**PROVIDED ENTRIES:**
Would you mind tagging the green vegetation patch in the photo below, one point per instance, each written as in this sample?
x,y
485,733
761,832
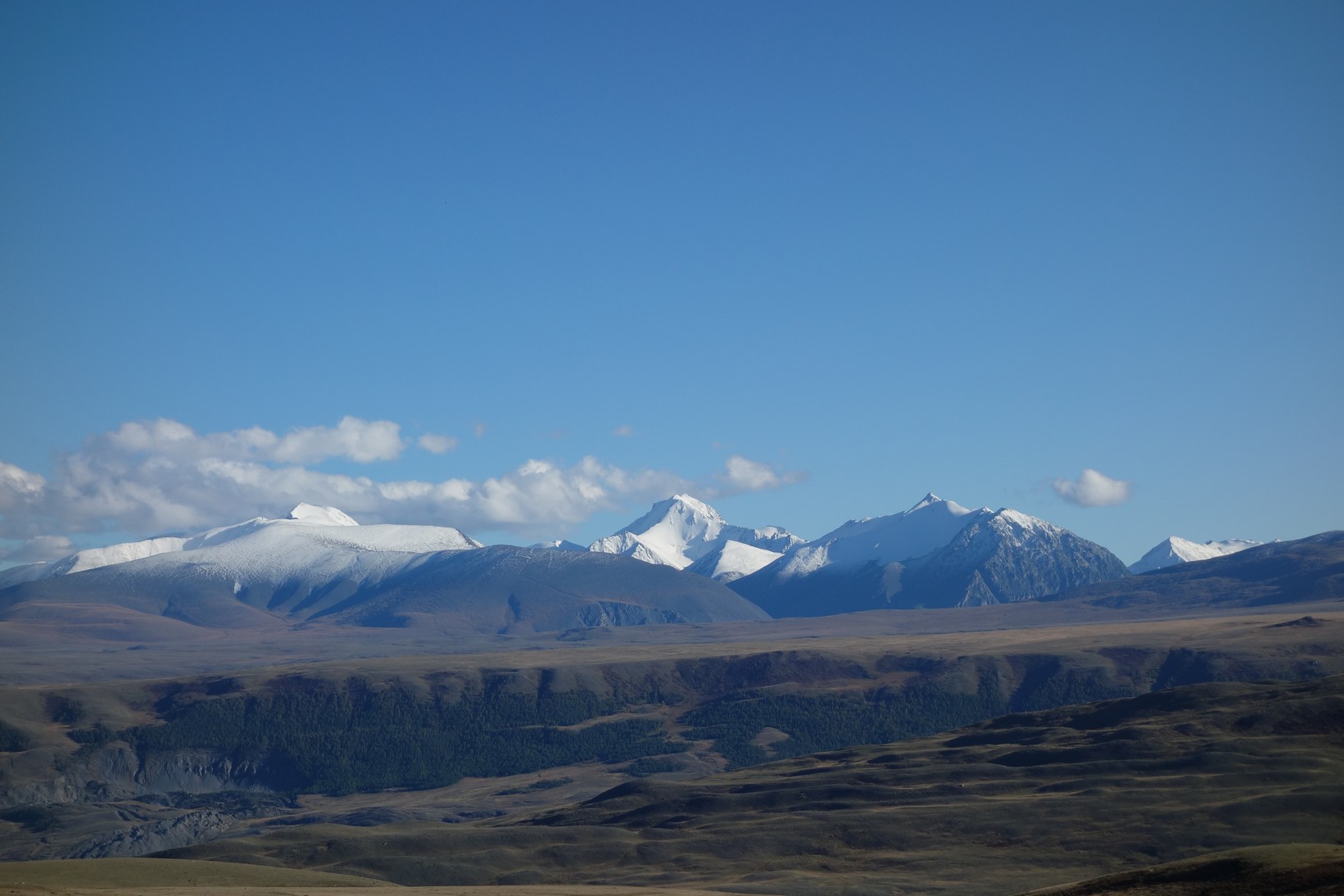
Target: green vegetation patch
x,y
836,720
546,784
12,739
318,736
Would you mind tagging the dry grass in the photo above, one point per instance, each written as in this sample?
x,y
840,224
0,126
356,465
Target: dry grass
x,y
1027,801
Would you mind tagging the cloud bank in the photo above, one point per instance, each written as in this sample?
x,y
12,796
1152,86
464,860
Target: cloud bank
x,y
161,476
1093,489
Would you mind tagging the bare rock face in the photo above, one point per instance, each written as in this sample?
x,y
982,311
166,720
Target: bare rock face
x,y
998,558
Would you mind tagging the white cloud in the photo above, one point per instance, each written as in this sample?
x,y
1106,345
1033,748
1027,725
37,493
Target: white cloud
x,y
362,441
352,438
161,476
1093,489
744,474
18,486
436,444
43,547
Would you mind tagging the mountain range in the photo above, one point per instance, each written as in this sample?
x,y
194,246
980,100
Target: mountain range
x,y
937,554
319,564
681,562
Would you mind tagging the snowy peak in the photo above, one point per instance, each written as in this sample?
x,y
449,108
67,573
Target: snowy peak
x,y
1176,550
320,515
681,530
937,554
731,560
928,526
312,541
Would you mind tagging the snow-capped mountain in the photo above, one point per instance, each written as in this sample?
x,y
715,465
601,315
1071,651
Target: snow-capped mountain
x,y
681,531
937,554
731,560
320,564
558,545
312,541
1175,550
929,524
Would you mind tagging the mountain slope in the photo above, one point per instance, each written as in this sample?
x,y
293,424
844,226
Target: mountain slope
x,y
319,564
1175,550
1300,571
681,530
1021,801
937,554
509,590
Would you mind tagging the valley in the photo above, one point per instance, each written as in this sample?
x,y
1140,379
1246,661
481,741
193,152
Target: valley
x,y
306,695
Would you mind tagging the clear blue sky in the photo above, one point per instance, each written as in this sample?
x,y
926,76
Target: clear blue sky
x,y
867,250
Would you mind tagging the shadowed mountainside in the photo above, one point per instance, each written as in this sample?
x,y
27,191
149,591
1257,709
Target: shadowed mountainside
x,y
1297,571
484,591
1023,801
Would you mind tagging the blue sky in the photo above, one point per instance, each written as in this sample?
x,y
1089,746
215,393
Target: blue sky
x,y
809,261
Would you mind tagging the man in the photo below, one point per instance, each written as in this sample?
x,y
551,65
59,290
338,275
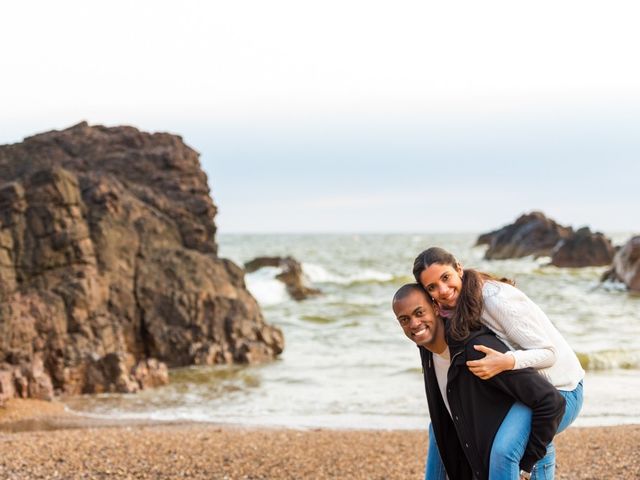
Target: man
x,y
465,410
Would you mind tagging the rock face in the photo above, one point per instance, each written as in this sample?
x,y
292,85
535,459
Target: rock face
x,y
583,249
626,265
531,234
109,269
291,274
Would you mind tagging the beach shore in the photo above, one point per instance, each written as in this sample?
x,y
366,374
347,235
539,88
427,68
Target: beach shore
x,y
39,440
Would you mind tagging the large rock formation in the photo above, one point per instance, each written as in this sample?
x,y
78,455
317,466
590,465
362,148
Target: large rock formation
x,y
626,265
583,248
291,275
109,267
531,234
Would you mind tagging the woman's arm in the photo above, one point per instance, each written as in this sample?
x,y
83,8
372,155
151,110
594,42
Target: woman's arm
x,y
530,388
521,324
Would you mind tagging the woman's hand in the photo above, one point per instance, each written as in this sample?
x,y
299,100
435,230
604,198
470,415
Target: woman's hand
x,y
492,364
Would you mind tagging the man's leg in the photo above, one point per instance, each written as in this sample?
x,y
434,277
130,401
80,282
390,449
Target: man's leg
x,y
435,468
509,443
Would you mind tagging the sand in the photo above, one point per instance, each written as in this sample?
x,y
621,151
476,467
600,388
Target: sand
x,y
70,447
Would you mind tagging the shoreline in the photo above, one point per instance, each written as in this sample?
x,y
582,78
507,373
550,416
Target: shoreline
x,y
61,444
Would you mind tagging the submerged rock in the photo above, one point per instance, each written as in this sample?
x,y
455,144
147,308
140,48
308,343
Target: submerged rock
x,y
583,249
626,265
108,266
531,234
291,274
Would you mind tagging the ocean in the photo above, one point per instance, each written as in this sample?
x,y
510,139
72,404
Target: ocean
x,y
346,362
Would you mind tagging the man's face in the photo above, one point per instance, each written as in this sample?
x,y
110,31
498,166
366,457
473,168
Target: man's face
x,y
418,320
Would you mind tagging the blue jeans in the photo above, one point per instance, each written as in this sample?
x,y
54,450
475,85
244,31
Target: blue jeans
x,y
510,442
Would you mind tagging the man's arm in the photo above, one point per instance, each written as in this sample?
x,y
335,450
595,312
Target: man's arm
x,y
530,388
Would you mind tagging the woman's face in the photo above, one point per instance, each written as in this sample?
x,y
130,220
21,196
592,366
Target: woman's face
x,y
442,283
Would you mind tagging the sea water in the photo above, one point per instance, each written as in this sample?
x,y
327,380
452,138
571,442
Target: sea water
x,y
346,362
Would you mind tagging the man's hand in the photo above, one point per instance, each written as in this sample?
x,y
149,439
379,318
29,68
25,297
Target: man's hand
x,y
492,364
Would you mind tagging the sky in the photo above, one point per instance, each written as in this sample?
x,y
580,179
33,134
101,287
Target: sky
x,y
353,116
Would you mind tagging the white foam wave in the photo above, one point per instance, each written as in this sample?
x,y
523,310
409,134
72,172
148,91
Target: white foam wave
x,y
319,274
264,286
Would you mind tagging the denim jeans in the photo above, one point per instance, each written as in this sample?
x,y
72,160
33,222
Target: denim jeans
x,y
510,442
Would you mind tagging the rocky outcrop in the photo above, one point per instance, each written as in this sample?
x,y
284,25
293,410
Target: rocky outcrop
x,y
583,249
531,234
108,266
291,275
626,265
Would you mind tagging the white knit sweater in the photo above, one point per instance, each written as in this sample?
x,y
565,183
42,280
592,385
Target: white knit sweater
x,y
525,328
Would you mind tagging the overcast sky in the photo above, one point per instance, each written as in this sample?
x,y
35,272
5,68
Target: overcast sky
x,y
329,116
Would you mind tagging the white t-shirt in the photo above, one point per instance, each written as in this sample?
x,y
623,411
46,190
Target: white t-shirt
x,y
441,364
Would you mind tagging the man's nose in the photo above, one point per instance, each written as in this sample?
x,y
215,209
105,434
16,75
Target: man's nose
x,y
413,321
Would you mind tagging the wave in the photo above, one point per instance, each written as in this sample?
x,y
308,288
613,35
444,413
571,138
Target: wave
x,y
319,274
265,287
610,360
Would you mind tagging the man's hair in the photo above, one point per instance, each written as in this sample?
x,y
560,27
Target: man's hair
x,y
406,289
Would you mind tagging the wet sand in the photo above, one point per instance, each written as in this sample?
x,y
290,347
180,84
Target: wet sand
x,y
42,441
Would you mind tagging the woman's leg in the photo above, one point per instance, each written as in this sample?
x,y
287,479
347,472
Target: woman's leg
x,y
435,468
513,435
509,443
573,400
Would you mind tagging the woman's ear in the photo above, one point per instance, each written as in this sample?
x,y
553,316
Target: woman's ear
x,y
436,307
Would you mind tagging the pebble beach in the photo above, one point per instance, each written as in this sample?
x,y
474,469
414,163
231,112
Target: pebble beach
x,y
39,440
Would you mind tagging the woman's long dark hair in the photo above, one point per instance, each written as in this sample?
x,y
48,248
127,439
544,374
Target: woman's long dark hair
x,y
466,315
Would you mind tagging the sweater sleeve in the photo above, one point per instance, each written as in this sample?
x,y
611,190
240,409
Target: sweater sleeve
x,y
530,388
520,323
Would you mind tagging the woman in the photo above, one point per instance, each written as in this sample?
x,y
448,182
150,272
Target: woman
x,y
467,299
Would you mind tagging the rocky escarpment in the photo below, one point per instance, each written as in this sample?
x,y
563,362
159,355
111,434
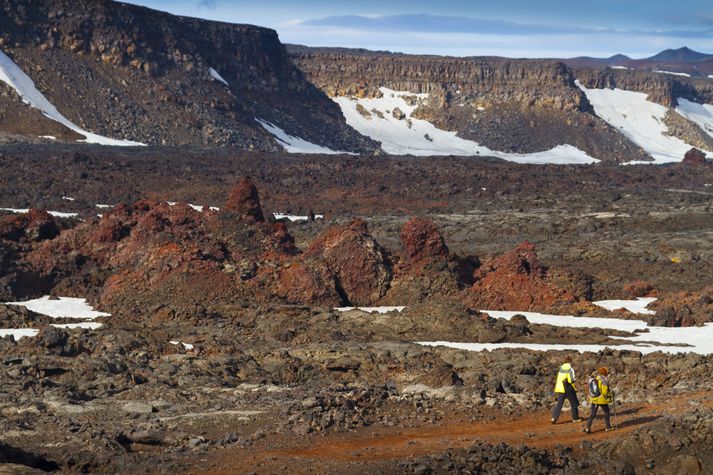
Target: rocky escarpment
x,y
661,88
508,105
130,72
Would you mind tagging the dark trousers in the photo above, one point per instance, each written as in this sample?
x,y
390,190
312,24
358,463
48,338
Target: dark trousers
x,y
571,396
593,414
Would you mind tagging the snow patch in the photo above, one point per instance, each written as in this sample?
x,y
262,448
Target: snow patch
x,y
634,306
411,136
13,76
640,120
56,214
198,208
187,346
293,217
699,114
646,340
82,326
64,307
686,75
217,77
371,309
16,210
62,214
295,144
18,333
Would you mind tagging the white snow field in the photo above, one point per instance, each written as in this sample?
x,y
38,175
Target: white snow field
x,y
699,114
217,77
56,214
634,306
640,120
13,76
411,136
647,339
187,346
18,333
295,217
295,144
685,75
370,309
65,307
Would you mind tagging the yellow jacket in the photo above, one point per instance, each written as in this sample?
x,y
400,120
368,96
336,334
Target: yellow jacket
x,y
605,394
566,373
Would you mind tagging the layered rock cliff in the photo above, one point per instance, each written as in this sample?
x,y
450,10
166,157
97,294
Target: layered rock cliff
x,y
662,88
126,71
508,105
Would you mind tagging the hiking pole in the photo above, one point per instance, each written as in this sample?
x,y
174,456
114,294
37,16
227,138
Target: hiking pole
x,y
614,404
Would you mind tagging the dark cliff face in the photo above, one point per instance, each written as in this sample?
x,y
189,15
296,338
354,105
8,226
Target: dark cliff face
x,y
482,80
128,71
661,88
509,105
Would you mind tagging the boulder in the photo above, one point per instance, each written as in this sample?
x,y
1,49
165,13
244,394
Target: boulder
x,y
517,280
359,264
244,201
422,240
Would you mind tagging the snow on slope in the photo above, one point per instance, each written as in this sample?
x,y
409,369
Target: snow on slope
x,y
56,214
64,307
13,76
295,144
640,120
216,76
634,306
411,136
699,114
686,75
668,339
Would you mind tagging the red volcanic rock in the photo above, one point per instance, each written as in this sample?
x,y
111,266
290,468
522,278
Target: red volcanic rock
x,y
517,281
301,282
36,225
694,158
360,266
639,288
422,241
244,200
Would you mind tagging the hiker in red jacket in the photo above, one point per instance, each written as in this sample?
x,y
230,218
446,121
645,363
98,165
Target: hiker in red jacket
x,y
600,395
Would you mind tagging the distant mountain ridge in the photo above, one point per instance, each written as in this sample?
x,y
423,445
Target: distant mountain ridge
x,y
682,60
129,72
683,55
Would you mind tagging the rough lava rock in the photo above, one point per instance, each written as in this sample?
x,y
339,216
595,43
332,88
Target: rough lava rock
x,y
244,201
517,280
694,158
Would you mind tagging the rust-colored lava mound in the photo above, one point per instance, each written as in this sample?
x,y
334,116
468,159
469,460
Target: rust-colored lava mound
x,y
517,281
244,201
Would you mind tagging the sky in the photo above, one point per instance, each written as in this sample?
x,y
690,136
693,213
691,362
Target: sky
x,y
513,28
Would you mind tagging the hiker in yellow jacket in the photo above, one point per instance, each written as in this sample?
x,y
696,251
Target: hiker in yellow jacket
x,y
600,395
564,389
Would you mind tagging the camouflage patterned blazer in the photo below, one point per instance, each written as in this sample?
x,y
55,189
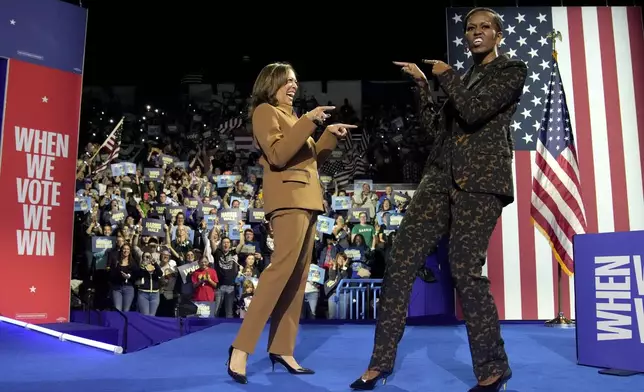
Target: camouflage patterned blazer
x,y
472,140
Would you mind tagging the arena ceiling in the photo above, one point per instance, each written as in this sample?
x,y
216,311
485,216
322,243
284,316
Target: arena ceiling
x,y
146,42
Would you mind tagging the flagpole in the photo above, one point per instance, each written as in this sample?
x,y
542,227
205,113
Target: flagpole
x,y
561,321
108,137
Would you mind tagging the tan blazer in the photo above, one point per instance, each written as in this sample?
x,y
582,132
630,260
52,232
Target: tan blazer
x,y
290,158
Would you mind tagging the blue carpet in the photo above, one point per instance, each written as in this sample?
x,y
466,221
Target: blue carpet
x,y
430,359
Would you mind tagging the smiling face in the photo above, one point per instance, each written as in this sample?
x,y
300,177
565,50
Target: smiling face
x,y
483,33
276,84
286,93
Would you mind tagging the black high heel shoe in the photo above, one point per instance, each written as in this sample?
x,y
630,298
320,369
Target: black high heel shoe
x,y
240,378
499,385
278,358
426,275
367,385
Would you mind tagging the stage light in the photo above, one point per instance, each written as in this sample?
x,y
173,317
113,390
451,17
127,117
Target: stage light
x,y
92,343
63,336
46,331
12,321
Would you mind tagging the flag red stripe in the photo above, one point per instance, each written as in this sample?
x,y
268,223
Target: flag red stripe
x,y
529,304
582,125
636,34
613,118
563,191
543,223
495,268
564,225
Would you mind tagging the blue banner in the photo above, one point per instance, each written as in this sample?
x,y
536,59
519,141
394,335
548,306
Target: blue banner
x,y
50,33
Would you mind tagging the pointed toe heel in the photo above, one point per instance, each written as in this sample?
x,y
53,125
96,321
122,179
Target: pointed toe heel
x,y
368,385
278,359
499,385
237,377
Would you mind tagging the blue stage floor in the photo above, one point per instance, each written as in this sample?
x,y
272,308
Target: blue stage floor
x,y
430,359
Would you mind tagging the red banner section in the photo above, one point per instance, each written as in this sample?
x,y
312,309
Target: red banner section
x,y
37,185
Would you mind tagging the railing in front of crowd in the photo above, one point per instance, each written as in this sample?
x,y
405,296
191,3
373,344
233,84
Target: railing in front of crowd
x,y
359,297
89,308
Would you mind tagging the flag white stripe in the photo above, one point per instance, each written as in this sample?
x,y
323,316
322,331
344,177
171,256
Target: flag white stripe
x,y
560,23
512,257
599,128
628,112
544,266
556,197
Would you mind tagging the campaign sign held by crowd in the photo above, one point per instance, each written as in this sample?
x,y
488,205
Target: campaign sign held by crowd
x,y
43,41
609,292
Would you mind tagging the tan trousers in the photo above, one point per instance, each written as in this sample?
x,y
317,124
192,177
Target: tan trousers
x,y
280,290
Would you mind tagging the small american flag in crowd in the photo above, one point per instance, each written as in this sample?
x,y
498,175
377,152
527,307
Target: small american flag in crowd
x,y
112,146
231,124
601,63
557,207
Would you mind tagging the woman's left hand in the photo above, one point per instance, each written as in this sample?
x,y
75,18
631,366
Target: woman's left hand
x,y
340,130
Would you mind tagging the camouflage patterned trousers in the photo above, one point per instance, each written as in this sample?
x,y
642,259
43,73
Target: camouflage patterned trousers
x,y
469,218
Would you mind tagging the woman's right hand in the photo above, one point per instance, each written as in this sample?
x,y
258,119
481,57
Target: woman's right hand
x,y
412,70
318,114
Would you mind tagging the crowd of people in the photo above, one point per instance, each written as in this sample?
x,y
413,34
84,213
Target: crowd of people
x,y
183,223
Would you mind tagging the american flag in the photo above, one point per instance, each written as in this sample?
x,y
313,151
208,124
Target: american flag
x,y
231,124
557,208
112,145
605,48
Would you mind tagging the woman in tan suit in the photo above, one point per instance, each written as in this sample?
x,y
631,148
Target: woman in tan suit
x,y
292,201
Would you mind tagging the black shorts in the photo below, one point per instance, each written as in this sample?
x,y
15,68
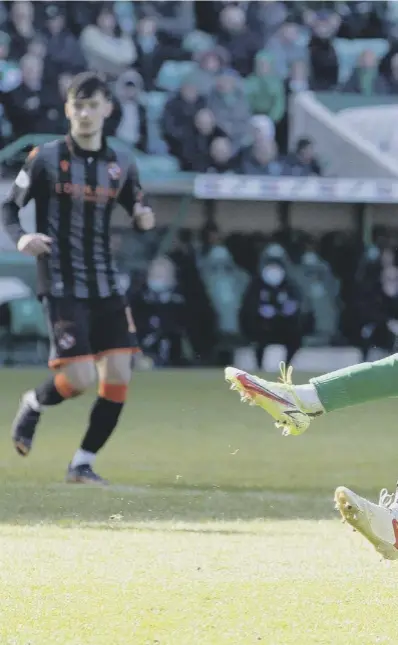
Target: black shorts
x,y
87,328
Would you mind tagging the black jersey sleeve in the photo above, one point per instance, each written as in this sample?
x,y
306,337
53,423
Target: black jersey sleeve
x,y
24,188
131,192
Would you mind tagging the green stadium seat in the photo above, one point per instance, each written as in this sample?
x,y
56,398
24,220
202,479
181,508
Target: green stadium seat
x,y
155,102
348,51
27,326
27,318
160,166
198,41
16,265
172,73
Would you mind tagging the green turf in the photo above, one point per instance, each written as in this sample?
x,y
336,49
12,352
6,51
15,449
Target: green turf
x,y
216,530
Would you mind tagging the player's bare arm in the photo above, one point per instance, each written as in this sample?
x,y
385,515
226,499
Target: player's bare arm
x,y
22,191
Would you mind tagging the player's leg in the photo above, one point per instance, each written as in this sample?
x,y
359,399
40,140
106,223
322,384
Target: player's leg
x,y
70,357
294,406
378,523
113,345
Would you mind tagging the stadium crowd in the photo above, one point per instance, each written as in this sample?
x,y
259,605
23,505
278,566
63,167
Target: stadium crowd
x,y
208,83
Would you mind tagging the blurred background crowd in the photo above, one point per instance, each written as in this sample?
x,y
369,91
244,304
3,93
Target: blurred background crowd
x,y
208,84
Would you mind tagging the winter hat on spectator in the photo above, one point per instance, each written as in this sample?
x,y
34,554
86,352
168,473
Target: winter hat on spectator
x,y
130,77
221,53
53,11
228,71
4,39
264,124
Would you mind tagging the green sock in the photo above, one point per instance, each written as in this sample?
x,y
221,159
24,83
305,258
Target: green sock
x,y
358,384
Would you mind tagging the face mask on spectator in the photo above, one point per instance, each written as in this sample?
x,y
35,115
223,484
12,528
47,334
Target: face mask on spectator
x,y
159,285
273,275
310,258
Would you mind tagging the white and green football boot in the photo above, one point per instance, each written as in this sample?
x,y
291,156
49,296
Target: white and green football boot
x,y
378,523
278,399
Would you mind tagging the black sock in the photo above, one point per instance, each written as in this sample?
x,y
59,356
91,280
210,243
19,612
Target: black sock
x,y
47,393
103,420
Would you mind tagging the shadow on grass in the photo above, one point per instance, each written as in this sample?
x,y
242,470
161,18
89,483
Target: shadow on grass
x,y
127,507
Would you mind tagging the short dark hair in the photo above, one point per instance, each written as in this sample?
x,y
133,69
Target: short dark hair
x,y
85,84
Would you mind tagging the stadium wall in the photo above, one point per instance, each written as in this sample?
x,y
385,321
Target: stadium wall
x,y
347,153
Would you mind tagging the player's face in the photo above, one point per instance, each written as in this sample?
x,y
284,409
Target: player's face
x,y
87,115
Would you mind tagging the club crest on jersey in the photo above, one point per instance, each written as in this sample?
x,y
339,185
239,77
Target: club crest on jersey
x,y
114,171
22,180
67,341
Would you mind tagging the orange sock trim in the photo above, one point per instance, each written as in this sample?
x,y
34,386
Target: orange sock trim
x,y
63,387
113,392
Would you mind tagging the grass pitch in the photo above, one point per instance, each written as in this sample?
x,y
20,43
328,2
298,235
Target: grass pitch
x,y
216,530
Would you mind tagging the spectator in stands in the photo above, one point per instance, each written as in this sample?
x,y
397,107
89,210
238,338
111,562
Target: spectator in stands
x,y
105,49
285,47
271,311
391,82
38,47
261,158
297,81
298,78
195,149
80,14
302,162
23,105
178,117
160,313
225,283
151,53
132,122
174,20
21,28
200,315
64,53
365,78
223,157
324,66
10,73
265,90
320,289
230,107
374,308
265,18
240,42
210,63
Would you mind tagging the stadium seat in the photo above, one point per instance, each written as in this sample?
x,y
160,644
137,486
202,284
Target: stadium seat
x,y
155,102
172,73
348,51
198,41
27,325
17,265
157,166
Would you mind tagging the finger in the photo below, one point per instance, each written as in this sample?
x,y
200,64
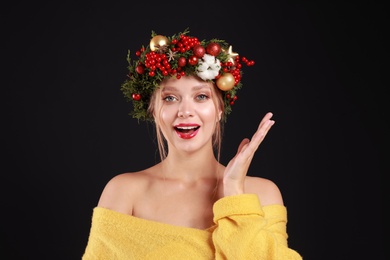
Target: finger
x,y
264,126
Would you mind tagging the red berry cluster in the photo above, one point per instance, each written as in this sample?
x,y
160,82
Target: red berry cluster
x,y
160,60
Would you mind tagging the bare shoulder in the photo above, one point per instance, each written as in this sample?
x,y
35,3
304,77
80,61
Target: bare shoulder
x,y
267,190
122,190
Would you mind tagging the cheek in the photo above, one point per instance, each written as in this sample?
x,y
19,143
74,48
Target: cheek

**YOUR OBJECTIVE:**
Skip the pictures and copy exactly the lines from the one containing "Would you mind tagging the finger" through the end of the material, both ends included.

**SOLVED PROBLEM:**
Would you mind tagging the finger in the photo below, one point per instance, each written as in this sample?
x,y
200,64
Target: finger
x,y
264,126
Would you mind tagging the red berry cluster in the photo above, one point per instance, each written as in this sample?
x,y
160,82
Target: red berry cluster
x,y
160,60
Would you mind tagging the bare shoulder in the photo above, one point per instance, each written as in this sample?
x,y
35,3
304,77
80,61
Target: bare shoulder
x,y
267,190
122,190
Would you mind tagging the cheek in the photo above, one point per instance, each written as in this sample?
x,y
19,143
74,48
Target: cheek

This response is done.